Task prompt: Beginning at the line that contains "of the building", return every remaining line of the data below exactly; return nothing before it.

Data for review:
-- -- --
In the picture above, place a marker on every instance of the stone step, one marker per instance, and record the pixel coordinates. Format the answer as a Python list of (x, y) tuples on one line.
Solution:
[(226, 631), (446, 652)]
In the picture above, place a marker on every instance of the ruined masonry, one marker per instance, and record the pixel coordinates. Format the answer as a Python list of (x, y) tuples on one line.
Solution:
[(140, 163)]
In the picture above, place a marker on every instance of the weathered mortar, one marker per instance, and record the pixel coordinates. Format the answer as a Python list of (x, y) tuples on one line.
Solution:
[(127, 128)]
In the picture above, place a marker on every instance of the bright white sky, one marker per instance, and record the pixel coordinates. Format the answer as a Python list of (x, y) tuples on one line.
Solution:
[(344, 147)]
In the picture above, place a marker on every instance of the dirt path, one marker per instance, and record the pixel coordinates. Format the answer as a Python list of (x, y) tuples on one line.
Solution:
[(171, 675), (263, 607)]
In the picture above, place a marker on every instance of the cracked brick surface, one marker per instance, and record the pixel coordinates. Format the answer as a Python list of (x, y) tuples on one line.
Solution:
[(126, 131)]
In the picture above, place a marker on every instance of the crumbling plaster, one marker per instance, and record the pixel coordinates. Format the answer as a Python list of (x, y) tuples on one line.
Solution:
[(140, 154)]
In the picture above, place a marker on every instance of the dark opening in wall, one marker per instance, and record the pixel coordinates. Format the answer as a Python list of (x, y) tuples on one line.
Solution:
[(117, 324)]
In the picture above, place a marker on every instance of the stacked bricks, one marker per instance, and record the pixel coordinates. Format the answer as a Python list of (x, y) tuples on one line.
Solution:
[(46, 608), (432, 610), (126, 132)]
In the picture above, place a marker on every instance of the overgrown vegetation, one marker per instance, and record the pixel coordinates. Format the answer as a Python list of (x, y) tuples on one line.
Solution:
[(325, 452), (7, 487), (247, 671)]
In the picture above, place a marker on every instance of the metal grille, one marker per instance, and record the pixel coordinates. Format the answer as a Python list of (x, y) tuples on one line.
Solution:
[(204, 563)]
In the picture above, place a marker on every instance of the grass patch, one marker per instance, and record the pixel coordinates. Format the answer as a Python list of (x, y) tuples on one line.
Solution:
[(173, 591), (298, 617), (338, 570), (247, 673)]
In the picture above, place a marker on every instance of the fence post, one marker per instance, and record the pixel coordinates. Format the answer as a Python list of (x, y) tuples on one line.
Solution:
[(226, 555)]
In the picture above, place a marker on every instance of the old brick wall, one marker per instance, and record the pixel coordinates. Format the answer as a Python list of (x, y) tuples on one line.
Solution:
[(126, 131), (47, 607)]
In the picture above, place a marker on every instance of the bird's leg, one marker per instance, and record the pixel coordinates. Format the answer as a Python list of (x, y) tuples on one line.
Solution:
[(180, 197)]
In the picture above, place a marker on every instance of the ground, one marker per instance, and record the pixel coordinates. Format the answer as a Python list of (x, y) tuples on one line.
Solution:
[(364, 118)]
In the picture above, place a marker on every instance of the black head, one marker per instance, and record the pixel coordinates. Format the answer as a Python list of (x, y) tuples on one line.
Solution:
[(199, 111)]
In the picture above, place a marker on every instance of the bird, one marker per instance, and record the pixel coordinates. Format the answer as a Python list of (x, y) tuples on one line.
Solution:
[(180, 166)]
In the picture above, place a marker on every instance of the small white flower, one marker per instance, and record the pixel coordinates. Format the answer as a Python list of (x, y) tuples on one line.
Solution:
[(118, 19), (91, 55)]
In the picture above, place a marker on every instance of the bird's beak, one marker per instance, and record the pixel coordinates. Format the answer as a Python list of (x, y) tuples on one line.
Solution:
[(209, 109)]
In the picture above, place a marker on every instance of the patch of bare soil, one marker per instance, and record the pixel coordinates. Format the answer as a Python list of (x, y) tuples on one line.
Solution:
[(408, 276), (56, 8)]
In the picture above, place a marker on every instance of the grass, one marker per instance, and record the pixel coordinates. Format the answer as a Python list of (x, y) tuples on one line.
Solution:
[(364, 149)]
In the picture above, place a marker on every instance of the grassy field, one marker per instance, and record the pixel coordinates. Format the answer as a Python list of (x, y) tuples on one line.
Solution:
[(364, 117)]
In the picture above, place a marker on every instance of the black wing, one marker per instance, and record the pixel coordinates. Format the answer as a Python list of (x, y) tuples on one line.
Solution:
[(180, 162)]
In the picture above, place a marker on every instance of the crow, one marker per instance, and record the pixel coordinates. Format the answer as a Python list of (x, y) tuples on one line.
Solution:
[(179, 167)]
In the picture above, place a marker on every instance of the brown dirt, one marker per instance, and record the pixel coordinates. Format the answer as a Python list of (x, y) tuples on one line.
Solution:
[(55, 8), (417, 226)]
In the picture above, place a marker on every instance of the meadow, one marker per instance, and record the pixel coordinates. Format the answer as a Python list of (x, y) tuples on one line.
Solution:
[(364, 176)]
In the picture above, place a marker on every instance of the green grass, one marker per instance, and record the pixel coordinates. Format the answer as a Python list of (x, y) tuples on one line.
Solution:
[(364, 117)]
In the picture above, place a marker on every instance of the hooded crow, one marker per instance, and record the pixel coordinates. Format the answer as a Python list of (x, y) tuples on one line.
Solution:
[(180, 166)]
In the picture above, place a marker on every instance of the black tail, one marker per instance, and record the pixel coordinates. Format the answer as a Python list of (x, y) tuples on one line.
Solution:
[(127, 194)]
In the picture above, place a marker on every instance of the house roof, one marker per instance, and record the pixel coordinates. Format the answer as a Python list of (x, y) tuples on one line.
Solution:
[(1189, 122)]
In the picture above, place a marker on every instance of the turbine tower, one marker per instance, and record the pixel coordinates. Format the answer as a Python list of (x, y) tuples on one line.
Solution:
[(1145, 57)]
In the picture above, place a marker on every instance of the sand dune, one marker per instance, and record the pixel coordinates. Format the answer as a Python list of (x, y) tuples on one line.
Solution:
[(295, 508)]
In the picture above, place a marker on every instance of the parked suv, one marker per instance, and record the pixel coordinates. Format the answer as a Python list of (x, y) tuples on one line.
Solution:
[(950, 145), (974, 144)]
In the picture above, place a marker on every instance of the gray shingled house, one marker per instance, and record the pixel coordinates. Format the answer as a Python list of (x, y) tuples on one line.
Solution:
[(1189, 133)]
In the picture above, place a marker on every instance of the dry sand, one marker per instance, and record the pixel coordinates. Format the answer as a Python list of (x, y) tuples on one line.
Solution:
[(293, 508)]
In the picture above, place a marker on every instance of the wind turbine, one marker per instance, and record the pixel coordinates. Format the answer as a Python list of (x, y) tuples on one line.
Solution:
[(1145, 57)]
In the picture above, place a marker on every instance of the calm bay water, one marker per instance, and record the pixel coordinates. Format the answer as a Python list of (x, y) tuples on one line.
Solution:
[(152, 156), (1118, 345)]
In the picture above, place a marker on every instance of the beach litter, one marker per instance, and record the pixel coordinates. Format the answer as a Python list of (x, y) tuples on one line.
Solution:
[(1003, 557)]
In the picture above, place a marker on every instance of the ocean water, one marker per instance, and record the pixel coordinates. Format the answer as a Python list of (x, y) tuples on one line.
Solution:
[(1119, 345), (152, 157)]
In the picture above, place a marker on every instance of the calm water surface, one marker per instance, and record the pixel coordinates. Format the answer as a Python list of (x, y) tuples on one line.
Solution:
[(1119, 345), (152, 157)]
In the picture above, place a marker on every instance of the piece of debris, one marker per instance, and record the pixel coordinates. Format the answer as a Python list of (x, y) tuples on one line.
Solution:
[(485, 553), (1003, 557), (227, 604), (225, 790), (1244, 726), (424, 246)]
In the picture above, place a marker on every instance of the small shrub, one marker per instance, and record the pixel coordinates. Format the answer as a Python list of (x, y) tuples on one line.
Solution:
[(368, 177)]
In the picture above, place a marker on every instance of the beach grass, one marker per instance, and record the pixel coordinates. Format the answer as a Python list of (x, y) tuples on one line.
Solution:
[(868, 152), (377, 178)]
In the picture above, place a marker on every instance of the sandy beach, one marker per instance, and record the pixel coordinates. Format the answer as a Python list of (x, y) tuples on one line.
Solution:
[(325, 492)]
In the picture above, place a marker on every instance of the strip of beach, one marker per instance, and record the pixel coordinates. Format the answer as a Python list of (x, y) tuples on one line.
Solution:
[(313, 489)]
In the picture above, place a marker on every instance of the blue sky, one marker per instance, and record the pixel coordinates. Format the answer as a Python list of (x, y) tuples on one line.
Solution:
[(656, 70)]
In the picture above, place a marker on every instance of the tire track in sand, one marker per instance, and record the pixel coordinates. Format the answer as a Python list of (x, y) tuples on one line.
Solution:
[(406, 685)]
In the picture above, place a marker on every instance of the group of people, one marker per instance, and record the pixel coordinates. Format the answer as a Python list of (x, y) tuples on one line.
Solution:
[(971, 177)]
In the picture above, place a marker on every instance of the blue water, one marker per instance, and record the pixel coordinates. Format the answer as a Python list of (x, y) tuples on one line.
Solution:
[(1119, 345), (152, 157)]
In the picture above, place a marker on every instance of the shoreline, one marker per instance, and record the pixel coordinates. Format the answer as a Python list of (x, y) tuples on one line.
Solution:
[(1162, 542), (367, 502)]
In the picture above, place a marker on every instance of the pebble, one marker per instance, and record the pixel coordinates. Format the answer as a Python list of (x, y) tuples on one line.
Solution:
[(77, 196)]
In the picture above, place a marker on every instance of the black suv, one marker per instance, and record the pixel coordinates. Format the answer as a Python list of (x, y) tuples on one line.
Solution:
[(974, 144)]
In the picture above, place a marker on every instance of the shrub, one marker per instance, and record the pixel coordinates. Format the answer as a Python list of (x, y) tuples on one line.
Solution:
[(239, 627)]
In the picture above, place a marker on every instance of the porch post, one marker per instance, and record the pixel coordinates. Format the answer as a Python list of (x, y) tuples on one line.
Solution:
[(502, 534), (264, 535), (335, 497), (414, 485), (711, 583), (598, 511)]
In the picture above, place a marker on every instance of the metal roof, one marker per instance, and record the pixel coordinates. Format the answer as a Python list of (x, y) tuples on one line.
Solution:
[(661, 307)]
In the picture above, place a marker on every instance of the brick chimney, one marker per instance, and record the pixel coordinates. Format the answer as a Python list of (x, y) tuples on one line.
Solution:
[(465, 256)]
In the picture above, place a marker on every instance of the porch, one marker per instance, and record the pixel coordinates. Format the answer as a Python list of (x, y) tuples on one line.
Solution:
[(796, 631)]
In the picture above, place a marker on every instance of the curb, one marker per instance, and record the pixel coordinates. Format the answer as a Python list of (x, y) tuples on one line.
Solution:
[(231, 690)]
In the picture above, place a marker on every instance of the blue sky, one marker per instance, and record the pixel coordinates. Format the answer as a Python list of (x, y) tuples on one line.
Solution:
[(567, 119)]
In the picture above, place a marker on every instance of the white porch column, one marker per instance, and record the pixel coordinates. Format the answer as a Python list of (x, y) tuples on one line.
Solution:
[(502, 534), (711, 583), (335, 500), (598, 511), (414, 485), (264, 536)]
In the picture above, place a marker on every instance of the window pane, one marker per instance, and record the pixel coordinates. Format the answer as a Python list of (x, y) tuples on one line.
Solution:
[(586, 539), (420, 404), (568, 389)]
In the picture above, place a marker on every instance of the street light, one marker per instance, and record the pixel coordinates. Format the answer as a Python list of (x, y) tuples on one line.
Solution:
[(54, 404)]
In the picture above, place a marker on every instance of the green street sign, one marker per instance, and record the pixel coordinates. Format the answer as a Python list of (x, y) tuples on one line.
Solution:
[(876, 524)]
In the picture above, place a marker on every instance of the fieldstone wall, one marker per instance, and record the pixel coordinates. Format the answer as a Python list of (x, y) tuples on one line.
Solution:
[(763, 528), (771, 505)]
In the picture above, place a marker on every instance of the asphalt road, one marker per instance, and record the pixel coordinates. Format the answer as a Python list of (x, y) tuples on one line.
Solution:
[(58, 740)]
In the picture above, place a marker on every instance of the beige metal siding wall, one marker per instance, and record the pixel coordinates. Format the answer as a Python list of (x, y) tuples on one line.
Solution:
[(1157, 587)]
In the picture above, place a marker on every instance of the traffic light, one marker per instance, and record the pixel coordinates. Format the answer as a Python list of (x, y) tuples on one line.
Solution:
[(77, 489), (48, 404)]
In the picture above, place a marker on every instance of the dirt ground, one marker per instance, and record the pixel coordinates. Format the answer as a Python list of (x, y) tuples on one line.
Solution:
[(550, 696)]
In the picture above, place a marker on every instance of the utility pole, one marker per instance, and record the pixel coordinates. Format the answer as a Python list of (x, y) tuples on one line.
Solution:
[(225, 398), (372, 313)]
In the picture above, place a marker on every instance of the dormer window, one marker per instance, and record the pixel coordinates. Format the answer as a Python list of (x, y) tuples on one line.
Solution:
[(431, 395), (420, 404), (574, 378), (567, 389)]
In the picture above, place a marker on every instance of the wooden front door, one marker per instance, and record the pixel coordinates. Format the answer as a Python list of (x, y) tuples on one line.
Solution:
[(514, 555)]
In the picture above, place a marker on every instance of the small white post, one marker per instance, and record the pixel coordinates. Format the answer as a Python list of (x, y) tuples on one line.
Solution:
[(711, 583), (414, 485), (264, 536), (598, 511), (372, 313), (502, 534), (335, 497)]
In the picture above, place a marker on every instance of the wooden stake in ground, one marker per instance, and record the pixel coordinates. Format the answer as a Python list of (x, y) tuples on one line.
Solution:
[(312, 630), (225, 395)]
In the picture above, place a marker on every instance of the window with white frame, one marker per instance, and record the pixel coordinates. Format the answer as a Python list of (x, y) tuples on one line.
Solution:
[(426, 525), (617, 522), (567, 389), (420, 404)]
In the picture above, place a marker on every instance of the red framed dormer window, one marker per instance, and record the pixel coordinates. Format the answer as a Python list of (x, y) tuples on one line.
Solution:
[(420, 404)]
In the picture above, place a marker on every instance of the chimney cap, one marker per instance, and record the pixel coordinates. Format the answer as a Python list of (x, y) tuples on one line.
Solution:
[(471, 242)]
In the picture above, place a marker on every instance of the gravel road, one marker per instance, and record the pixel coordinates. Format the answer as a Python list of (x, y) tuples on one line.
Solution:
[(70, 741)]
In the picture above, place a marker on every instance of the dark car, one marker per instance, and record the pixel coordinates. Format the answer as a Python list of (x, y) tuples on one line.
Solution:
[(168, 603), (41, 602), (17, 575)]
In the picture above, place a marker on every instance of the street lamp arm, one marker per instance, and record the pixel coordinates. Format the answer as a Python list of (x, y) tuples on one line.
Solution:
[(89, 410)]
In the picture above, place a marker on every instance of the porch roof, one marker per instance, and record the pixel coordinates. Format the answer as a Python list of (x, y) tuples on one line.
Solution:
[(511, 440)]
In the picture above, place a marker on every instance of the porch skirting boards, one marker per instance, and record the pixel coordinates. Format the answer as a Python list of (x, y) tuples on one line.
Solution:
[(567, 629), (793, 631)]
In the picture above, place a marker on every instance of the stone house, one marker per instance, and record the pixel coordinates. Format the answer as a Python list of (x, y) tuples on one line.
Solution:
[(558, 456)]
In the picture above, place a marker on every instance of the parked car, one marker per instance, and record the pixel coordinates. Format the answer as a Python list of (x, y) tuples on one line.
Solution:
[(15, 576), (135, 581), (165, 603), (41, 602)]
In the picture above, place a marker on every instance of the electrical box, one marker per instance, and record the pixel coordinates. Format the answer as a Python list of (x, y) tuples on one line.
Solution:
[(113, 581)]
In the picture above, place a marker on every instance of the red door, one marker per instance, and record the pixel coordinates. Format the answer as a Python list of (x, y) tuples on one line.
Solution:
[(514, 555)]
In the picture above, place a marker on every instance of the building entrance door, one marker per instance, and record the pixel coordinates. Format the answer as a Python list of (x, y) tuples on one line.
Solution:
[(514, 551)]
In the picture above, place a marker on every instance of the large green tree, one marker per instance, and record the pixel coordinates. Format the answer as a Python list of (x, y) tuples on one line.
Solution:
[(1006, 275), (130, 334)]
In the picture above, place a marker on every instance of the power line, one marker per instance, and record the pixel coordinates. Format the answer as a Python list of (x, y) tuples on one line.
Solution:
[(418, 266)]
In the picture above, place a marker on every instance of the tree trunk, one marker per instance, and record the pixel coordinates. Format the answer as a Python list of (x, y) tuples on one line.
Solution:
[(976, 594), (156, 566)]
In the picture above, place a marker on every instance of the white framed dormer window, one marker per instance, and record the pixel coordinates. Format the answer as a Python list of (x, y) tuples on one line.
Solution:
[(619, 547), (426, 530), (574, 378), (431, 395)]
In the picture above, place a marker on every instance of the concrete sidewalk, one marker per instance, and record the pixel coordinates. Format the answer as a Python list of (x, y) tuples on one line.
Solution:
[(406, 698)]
-- -- --
Answer to the exercise:
In the picture above, place a marker on every instance of the building entrance door, one marker per instance, and record the pixel coordinates. Format the answer as a Python list of (x, y) tuples on one line.
Solution:
[(514, 551)]
In the picture above, place a marker on every instance of the large green tree, one marker per instance, and record the pixel coordinates. Format the answer as a Python list of (x, y) tuples on one line.
Solution:
[(1006, 275), (130, 334)]
In the picture above, place a marker on every instance of the power line, one marker per instance, and record the pixel coordinates. Format the answer as a Python list of (x, y) tuples on one line.
Solution:
[(418, 266)]
In the picture above, place a marker on every instance of the tree trunk, one marker per instance, and record the pixel coordinates. Format the answer as a Python list of (x, y) tuples on one line.
Solution:
[(976, 594), (156, 566)]
In the picture above, place a marker on every instance of the white framed dormer window, one marker per instance, and record the pixel coordinates. Format the answer as a Python list of (x, y) tuples on one line.
Solution:
[(619, 547), (426, 530), (574, 378), (431, 395)]
In the picture above, place a marker on every instance of the concrete sidewalk, one marker per instance, and record the pixel coordinates. Format the answer as a Python list of (x, y) tuples on one line.
Solution:
[(406, 698)]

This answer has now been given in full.